**Aim of the exercise**.
Report back each line of the data that contains the word "give".

**Task input**.
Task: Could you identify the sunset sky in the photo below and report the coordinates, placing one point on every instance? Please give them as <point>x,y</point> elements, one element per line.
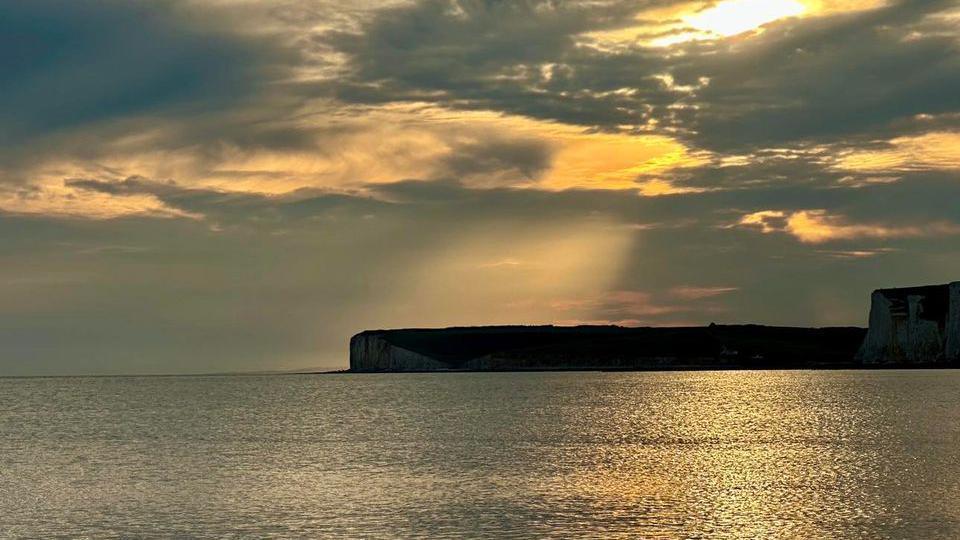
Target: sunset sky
<point>231,185</point>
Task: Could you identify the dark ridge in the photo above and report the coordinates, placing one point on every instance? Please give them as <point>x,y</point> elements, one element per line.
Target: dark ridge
<point>612,347</point>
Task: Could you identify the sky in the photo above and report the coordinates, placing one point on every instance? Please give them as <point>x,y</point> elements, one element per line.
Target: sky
<point>192,186</point>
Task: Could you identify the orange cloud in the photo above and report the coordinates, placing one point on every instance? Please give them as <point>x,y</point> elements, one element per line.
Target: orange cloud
<point>818,226</point>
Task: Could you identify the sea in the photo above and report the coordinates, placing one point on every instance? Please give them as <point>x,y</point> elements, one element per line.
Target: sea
<point>728,454</point>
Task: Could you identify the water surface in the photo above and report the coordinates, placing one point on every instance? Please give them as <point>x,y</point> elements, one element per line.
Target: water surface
<point>792,454</point>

**Solution for this task**.
Task: Could you identify the sunset sky in the photo below and report the coordinates, placing one point on every instance? Please give them as <point>x,y</point> elements, one element per line.
Task: Could you identify the dark ridge in the photo above and report the coordinates, placing one point on every instance? Please give them as <point>x,y</point> elements, one element per line.
Task: Could you identify the sky in the photo above and report the coordinates, placing one point on every instance? Please give them as <point>x,y</point> elements, one element per line.
Task: Could you identify the orange cloud in the photo above and report the coordinates, placing one point on every instance? Please give them as <point>x,y</point> elements, one element per line.
Task: Could you identify the sea in the photo above and report the coordinates, placing one point on every instance? Please give them as <point>x,y</point> elements, one element per line.
Task: Could you identify the water surface in the photo above and report the coordinates, placing one point on every instance? Please give them as <point>x,y</point> elements, one element per line.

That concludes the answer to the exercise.